## AUFGABEN
(A) Schreiben Sie aus dem Text über den Besuch des Taliban-Vertreters den Abschnitt von „Schnell gingen die“ bis „den Niederlanden teilgenommen.“ wortgetreu ab.
(B) Erklären Sie in einem bis drei Sätzen, warum der Text über den Besuch des Taliban-Vertreters davon ausgeht, dass dieser ein gültiges Schengenvisum besitzt.

Genauerer Blick statt Empörungskultur: Der Besuch des Taliban-Vertreters in Deutschland

Unter dem Titel ‚Besuch aus der Islamisten-Diktatur - Taliban-Führer tritt in Köln auf!‘, erregte die Bildzeitung am 18.11.2023 mit einem vermeintlichen Skandal die Gemüter und stellte die Frage: ‚Wie kam er unbemerkt nach Deutschland?‘ (19.11.2023, Beitrag von Anna Lyse (Pseudonym))

Schnell gingen die Wogen hoch, doch in einem Rechtsstaat ist zuerst einmal zu fragen, warum er nicht einreisen dürfen sollte. Einem Bericht des Standards zufolge hat Abdul Bari Omar zuvor an einer Konferenz der WHO in den Niederlanden teilgenommen.
Es ist also davon auszugehen, dass er über ein gültiges Schengenvisum verfügt, welches in der Regel auch zum Besuch anderer Mitgliedsstaaten berechtigt. Möglich wäre auch eine Doppel-Staatsbürgerschaft (EU-Land). Abdel Bari Omar findet sich auch nicht auf der Liste der sanktionierten Persönlichkeiten in der EU. Die Skandalmeldung ‚Wie konnte er unbemerkt nach Deutschland kommen?‘ ist also rechtlich gesehen keine – denn nach wie vor gilt: Menschen dürfen alles tun, was nicht explizit verboten ist.

## GEGEBENE DATEN
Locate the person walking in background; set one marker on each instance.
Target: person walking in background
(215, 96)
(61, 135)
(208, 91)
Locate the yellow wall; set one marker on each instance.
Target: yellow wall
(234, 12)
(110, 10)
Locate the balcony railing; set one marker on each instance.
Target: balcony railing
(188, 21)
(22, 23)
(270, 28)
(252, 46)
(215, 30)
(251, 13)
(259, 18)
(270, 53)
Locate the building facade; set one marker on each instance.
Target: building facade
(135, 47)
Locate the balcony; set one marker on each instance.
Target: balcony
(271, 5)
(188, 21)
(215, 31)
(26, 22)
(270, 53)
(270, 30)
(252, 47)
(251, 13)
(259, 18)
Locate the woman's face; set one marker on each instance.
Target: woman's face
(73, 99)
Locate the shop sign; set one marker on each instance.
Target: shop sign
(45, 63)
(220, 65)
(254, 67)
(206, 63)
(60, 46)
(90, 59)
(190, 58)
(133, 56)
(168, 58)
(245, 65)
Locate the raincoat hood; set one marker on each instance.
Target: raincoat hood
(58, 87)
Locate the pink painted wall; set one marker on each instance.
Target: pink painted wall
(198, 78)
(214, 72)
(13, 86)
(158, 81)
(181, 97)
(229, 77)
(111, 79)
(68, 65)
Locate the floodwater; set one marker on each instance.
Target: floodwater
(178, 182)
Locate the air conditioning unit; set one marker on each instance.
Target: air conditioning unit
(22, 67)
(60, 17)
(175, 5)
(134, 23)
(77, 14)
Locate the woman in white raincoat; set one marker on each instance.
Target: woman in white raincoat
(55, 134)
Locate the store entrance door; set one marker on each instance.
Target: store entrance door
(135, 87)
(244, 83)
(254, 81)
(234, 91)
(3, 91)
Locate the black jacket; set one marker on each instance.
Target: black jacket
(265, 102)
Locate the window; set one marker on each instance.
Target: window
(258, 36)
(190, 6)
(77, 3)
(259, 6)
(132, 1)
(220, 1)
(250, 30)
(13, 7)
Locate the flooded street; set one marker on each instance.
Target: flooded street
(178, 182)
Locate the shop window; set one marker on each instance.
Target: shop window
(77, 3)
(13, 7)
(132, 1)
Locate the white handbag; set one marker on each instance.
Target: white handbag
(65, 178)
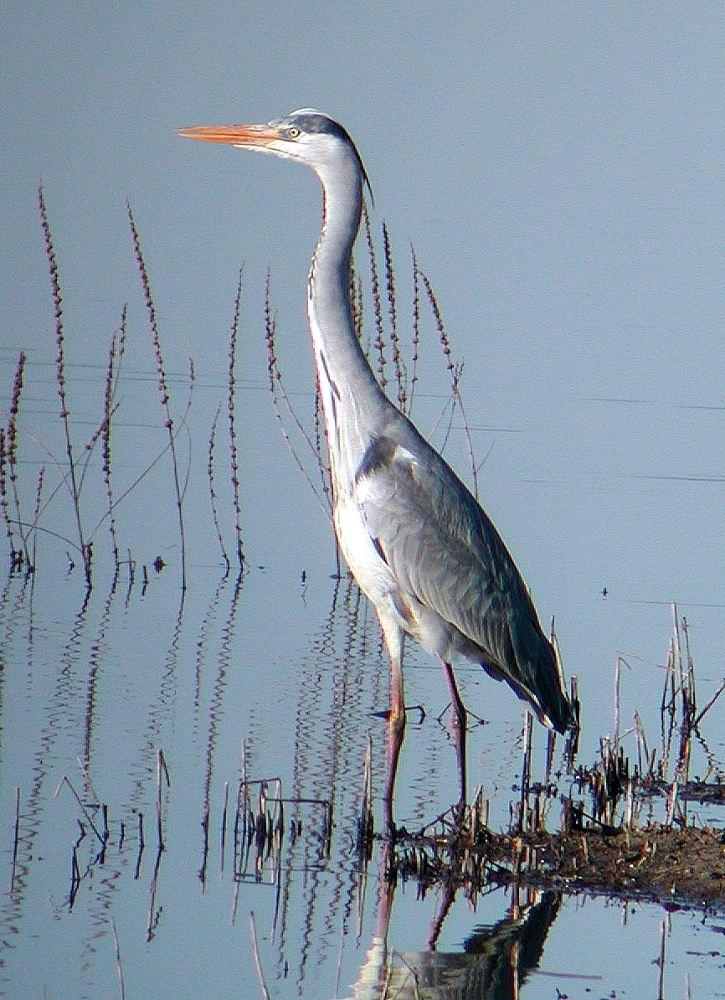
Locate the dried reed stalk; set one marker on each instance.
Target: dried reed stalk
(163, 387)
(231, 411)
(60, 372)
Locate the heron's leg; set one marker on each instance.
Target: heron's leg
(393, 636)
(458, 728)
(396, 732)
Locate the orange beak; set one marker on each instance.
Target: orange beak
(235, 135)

---

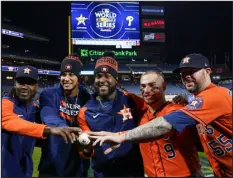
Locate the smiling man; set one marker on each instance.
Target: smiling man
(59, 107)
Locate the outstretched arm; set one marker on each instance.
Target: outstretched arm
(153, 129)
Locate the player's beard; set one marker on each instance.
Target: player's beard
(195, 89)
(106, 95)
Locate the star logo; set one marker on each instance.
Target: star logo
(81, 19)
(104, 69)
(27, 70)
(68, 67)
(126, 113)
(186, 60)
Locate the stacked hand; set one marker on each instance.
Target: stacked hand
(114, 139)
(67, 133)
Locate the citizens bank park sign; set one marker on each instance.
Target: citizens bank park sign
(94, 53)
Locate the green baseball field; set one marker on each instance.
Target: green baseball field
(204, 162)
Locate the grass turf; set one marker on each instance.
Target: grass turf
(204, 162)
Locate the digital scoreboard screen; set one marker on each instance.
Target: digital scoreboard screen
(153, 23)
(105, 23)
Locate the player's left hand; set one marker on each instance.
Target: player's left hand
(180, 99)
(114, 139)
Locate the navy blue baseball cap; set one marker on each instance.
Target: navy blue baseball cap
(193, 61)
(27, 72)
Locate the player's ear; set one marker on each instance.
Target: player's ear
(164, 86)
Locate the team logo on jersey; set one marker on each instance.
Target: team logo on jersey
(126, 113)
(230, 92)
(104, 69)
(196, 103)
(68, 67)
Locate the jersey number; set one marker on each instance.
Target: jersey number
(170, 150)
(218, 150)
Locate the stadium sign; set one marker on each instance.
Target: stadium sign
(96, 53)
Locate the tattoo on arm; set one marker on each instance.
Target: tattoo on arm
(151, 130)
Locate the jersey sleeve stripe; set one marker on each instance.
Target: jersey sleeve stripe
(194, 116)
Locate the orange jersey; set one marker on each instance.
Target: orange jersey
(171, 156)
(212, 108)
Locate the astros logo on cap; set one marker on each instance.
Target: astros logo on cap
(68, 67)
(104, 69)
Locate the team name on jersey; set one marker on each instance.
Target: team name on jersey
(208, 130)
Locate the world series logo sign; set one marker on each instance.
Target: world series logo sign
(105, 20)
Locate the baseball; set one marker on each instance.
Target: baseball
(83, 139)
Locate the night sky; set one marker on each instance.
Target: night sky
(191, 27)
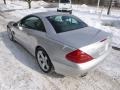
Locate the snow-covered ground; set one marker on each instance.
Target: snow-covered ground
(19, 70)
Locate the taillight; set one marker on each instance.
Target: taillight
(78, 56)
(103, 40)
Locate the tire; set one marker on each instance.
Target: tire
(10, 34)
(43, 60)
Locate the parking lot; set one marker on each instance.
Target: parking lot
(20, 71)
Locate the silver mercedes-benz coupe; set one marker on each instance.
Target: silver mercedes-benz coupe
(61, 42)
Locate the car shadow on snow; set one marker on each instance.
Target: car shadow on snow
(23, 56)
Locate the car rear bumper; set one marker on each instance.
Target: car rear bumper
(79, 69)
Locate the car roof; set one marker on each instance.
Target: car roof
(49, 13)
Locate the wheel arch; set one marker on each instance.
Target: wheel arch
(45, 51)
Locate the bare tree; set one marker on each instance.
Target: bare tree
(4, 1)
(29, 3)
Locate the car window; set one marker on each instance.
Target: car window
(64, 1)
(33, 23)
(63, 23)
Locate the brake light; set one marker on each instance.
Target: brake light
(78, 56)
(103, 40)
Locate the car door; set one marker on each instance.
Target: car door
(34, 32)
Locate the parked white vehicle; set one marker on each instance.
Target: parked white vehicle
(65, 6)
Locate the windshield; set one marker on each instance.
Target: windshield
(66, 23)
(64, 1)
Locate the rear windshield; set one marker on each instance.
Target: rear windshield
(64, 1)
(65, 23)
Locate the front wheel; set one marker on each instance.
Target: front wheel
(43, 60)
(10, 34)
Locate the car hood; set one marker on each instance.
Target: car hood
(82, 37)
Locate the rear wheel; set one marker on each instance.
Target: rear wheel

## LÖSUNGEN
(A)
Schnell gingen die Wogen hoch, doch in einem Rechtsstaat ist zuerst einmal zu fragen, warum er nicht einreisen dürfen sollte. Einem Bericht des Standards zufolge hat Abdul Bari Omar zuvor an einer Konferenz der WHO in den Niederlanden teilgenommen.

(B) Einem Bericht des Standards zufolge hat der Taliban-Vertreter zuvor an einer Konferenz der WHO in den Niederlanden teilgenommen. Daraus schließt der Text, dass er über ein gültiges Schengenvisum verfügt. Ein solches Visum berechtigt in der Regel auch zum Besuch anderer Mitgliedsstaaten.